To illustrate how this implementation of the GMYC could be applied; we downloaded from GenBank and reanalyzed the dataset from Pons et al., the original publication of the GMYC (Coleoptera:Carabidae:Rivacindela; AJ617921–AJ618351, AJ618352–AJ618766, AJ619087–AJ619548; [24]). We first pruned each alignment to consist only of unique sequences. Since we are not using a true genealogy sampler (sensu[45]), identical sequences will result in many zero-length branches at the tip of the tree, and will cause the model to over-partition the dataset. We then applied a phylogenetic clock model to estimate the posterior distribution of ultrametic trees using BEAST. We partitioned models of sequence evolution by codon, and also by gene when multiple genes were used, applying models of sequence evolution selected by DT ModSel [46]. We accepted that runs converged when all parameters reached ESS values greater than 200 and checked that posterior distributions differed from priors. We explored the use of different tree priors as it is conceivable that in cases where branch-length information is lacking, the prior could strongly influence the posterior. For Bayesian GMYC MCMC analyses, we ran each tree for 10,000 generations, discarding the first 1000 as burn-in and sampling every 100 generations. Using 100 trees sampled from the BEAST posterior distribution of trees, this resulted in 9000 samples. We selected this length of Markov-chain because preliminary analyses suggested that stationarity was usually achieved by 1000 generations. We compared the posterior distribution from sampling multiple trees to that from the maximum clade credibility tree and examined the effect of changing the prior on the Yule rate change parameter (p k+1 ). We compared the posterior distribution to the point estimate produced by the Likelihood version of the model, and to the Akaike weights [47] of each threshold point.

## DIRECTIONS
Please state how many generations the GMYC excerpt above says were discarded as burn-in in each Bayesian GMYC MCMC run.

[Dataset entries]
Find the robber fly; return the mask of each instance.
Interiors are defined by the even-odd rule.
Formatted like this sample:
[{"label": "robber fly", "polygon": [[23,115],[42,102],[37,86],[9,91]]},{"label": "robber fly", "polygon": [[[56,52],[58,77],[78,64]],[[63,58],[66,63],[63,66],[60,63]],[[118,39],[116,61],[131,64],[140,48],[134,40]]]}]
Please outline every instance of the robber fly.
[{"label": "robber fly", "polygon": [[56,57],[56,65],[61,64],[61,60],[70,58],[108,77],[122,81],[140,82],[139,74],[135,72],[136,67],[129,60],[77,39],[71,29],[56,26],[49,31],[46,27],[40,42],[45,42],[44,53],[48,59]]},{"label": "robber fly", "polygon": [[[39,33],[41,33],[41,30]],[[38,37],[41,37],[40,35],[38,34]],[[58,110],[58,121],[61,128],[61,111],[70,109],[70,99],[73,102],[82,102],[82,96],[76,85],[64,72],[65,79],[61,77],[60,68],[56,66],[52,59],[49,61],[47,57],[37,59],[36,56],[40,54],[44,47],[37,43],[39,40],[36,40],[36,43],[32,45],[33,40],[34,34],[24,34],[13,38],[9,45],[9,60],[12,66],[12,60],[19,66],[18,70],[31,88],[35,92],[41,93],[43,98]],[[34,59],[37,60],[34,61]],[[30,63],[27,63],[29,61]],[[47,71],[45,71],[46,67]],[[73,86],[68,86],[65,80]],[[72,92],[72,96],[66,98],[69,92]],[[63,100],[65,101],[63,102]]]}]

## ANSWER BELOW
The first 1000 generations.